Exercise aim ->
Copy out every one of the entries below word for word, keeping each line as it stands. Leave the pictures out of your answer.

Exercise materials ->
--

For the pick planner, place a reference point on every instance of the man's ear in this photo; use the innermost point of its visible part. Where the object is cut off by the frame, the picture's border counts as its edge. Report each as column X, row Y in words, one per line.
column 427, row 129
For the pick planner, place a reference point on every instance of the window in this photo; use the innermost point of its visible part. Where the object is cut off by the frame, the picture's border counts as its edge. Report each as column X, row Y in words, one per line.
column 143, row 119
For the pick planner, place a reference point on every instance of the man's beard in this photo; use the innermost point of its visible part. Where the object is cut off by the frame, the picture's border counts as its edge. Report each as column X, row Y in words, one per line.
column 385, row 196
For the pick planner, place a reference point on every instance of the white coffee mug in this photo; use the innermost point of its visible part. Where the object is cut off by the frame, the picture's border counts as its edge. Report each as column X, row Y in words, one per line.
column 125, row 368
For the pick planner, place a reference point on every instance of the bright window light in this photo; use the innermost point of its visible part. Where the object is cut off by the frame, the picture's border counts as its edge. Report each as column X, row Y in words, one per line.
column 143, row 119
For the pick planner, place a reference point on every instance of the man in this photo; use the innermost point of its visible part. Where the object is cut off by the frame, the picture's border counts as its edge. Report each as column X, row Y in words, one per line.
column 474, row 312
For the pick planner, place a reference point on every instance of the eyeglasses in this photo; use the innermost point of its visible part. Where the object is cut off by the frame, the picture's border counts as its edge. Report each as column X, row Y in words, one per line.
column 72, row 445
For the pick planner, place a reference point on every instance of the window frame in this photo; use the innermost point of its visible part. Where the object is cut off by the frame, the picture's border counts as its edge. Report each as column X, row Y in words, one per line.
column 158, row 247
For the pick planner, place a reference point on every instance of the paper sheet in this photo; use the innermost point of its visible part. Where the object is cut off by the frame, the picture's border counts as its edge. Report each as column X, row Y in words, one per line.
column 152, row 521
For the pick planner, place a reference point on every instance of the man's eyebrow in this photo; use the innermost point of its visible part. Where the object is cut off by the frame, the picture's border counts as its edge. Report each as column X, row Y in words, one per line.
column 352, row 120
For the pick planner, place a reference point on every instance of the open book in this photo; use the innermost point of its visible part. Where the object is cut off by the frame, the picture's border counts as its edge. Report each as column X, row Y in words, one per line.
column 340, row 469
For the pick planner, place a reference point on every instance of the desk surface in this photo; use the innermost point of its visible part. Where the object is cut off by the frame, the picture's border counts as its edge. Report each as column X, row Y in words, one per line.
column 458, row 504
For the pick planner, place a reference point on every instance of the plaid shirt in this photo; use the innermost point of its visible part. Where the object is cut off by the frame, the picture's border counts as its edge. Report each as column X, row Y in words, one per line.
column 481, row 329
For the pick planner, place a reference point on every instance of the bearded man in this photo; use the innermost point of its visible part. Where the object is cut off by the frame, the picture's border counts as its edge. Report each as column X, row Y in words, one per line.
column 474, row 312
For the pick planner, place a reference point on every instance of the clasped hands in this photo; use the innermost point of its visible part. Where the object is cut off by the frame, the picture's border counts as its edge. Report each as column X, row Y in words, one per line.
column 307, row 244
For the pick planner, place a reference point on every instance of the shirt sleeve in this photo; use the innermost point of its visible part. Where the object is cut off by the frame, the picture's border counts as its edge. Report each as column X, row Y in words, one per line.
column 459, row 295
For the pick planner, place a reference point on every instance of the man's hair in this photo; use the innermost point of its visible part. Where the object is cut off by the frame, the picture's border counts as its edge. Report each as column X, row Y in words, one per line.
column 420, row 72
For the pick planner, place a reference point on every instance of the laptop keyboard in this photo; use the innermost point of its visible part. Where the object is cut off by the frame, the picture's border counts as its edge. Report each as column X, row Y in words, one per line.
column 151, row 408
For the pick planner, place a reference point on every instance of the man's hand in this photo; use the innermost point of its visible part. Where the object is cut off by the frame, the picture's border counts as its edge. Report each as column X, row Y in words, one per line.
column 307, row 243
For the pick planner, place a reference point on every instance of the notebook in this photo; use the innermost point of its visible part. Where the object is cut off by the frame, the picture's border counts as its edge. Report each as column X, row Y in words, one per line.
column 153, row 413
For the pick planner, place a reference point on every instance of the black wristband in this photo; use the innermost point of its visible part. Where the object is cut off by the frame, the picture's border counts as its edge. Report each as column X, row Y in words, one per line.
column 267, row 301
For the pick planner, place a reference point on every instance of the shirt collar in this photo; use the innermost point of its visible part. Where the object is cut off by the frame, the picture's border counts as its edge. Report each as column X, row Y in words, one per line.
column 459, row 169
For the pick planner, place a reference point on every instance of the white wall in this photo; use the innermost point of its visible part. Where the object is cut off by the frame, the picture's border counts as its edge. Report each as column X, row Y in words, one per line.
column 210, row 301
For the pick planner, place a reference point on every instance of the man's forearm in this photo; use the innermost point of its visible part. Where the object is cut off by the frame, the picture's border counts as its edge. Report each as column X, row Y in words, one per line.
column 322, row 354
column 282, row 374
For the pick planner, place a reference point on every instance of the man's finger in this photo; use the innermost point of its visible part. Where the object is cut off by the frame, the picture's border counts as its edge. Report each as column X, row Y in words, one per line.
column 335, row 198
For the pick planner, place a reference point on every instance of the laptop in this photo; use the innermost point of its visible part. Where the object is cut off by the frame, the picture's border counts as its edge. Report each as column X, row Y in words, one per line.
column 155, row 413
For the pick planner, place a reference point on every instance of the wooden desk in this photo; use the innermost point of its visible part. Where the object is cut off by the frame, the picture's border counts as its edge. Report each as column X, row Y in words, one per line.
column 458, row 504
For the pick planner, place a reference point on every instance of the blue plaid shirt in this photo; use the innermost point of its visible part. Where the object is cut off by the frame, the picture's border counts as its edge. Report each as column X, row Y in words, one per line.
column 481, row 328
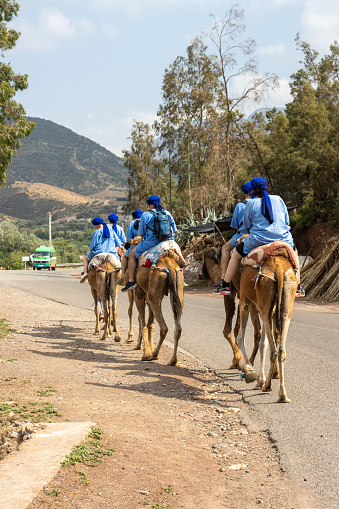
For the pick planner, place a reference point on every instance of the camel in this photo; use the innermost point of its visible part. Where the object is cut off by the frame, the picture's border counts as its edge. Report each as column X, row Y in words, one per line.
column 103, row 283
column 210, row 252
column 153, row 284
column 272, row 289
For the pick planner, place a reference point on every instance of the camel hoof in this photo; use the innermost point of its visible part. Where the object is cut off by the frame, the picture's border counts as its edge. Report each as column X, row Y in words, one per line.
column 266, row 388
column 146, row 358
column 283, row 399
column 241, row 364
column 251, row 377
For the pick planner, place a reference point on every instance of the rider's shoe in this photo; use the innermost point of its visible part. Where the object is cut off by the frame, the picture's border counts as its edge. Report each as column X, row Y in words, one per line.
column 300, row 292
column 130, row 286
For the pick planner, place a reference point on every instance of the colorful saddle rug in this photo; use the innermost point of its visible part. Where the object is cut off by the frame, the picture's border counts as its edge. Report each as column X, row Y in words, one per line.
column 150, row 257
column 259, row 255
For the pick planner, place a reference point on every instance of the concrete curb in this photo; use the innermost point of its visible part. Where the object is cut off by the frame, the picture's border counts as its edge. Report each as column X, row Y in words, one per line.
column 24, row 473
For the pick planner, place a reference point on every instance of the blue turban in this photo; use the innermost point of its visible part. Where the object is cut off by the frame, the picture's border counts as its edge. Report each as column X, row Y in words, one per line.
column 137, row 214
column 155, row 200
column 98, row 220
column 246, row 188
column 266, row 205
column 113, row 218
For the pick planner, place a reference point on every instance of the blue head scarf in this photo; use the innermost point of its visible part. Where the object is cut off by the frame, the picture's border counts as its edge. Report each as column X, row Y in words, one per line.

--

Output ->
For the pick planner, place a reference point on every instance of the man's ear in this photo; use the innermost point of its visible part. Where the object is cut off by the frame, the picture's border counts as its edge. Report each as column X, row Y in words, one per line.
column 427, row 129
For the pick planner, place a reference point on every instance of the window in this photo; use the innermost point of its visible part. Where the object is cut off by the frame, the picture's border counts as its edge. Report each as column X, row Y in words, one per line.
column 143, row 119
For the pick planner, place a reference point on every instance of the man's beard in this photo; use the innermost point of its visible part. Where the object is cut off by the frame, the picture's border counts as its edge. Report each as column X, row Y in words, one per line.
column 385, row 196
For the pick planner, place a reference point on every instance of the white coffee mug in this photo; use the innermost point of its visible part. Where the object is cut off by the frame, the picture's border counts as its edge. Report each as column X, row Y in words, one per line.
column 125, row 368
For the pick planner, place a reference point on every instance of the bright window light in this photo; use the innermost point of its visible part. Where the object is cut off by the frame, the picture's border counts as its edge. Report each as column X, row Y in words, one per line.
column 143, row 119
For the pick planner, place a reference point on every instance of the man in this photo; use the innermost point of its visible part. Where the object is cut off by the frame, the picture's border counts as its edge. Report each as column X, row Y in words, one per line.
column 474, row 312
For the pick planner, place a reference point on every instance of the eyeglasses in this photo; use the innermost point of its visible part. Where the object is cut off by the frame, the picture's border counts as its edge. Report each as column X, row Y in words, one per line.
column 72, row 445
For the pick planner, place a reference point on every instance of the window frame in this photo; use the innermost point of its visible part. Where the object is cut off by the frame, the picture's border counts as its edge. Report each as column X, row Y in words, one per line.
column 158, row 247
For the pick planner, place a reference point on every instance of the paper sheet in this photo; use the innermost point of its visible part. Where the object is cut off by the frame, the picture's border counts as its edge. Report each as column X, row Y in words, one per line.
column 152, row 521
For the pick planner, place a reference point on every instance of the man's eyebrow in this photo; use the innermost point of its visible part. Where the object is cut off by the frame, the picture's border counts as its edge. Report each as column X, row Y in words, one per line.
column 352, row 120
For the pick planner, place a reference point on every instance of the open book in this photo; use the innermost point of its visible part. Where the object is cut off by the frame, the picture's border counts as its edge. Report each as column X, row Y in words, one per line.
column 340, row 469
For the pick planner, place a reference point on every instance of the desk surface in this photo; use the innermost point of its visible part. Where the object is cut off by the frame, the picture's border counts as its edge. Report each as column X, row Y in words, one per line.
column 458, row 504
For the pick planner, place a reference point on every instance of the plaid shirt in this photo; use the innermost point of its visible part. Where the object is cut off by the frame, the picture's border counts as its edge. Report each as column X, row Y in words, one per line.
column 481, row 329
For the pick planner, place a reference point on every instance of the bearded man in this photo; use the innermost point of its visible part. Where the object is cut off by the frame, the picture's border counts as its edge. Report each as column X, row Y in words, one per line.
column 474, row 312
For the pick planner, place a reference point on every instance of the clasped hands in this photo; use the innermost point of its visible part. Where the object is cut off by the frame, the picture's border counts as its edge. Report each as column X, row Y in words, one per line.
column 307, row 244
For the pick planner, place a reference point on every instance of the shirt sleeve in this photo; use the innermost point of its visible part. Where the object is cut off by the frame, the picture's border counts as its edge. Report each as column X, row Y in words, one per line.
column 459, row 295
For the pick planner, place a reference point on every instance of the man's hair in this photo; use the innermost point of its visible part. Where the object is cut off by the frame, the picture's border counts as its edge. Report each as column X, row Y in words, one per line.
column 420, row 72
For the pick planner, place a reference point on every instance of the laptop keyboard in this photo; use the innermost point of its visible part. Where the object is cut off by the frame, the picture's border counts as its edge. Report each as column X, row Y in words, one per line.
column 151, row 408
For the pick planner, place a reference point on every instance of the man's hand in this photo; use the innermost point of its visible part. Where the object is cut off by the frame, the picture's border counts as its edge. Report each as column X, row Y in words, one per line.
column 307, row 243
For the pick planner, place a reference point on every instance of the notebook in this photo; use the innermost point of its visible part. Where the object is cut off by the frame, the picture's border counts as its edge. Report each as column X, row Y in words, one per line.
column 153, row 413
For the pick planner, place a reference point on every instance of the black wristband in this photo; use the innermost point of its visible part. Where the object is cut off by the frame, the picture's border counts as its edge. Report each as column X, row Y in words, one per line.
column 267, row 301
For the pick planner, place a reference point on every instance of the shirt collar in this photo; use the innermost point of its visible part. Where the object is cut off by the frame, the picture's border counts as its edge. Report each as column X, row Y in words, one per line.
column 459, row 169
For the pick planner, place a reference point on every instance of the white wall in this photo; use the innermost point of its visible part. Where the object is cut off by the frame, the picture's border counts as its edge. Report each as column X, row Y in words, one per line.
column 210, row 301
For the pick planner, place a reference point on every instance of the man's forearm in this photo; use the innermost point of its visible part. Where the object is cut off by the frame, the picture's border counts as its edge. Report each as column X, row Y in words, one per line.
column 322, row 354
column 282, row 374
For the pick planner, place a reference point on every instance of the man's finger in this photo; use the innermost point of its visible part. Where the object is cut off by the frame, the picture's border counts as its edge. Report each as column X, row Y in words, one per line.
column 335, row 198
For the pick planner, place a reference point on every instance of the laptop in this photo; use the innermost point of its visible part. Where the object is cut off by the frame, the picture's border counts as its edge. Report each as column X, row Y in words, one per line.
column 155, row 413
For the pick planner, place a reference point on every instance of the wooden desk in this photo; use the innermost point of its visible part. Where the object is cut off by the frame, the picture's border counts as its edge. Report each as column X, row Y in words, one per line.
column 458, row 504
For the pick planner, place a reference point on every instance of the blue plaid shirt in this photo; use the innermost point of its visible part. Where the object is cut off by the frame, the picture's border counts as its edge. Report each as column X, row Y in words, one per line.
column 481, row 328
For the pick planner, place a reference point on every instance of the camel in this photo; use the innermost point of its visible part. Where the object is cut off by the frame, the picture's border counts as its edge. Report each as column X, row Y in words, one per line.
column 103, row 283
column 210, row 252
column 153, row 284
column 272, row 289
For the pick planner, place a reference point on every instance of the camel hoof in this photo; use the innermost point of its visible part. Where the object is cut off by the frame, the picture's border counts as its edge. Report each as column X, row Y in words, one per line.
column 266, row 388
column 146, row 358
column 283, row 399
column 241, row 364
column 251, row 377
For the pick planner, place a reference point on every instance of the rider's shoe in this photo; use the innermost point of its visible part. Where the object is cut off by the frame, the picture's border counts as its edge. Report each as column X, row Y in words, one per line.
column 300, row 292
column 130, row 286
For the pick planner, place a reference point on every instance of the colorful saddle rug in this photo; use the innermost point of its visible part. Where the object is cut off by the frame, the picture's border counts as its edge. Report each as column X, row Y in words, one per line.
column 150, row 257
column 259, row 255
For the pick planner, place a reference point on every instance of the concrete curb in this photo; use the innermost point of its visible part. Where the object is cut off by the frame, the picture's border counts as its edge. Report each as column X, row Y in words, one per line.
column 24, row 473
For the pick planner, place a reference point on every instance of the blue turban in this photo; use the innermost point of its visible part. Where the object is cut off by the frame, the picture's border counts as its edge. Report each as column X, row Y in words, one per line.
column 137, row 214
column 155, row 200
column 98, row 220
column 246, row 188
column 266, row 205
column 113, row 218
For the pick planner, place a reference point on every instance of the blue head scarf in this photo; use the innermost point of its visible part. Where the object is cut off by the frame, the picture's border counts as its edge. Report each as column X, row Y in words, one per line.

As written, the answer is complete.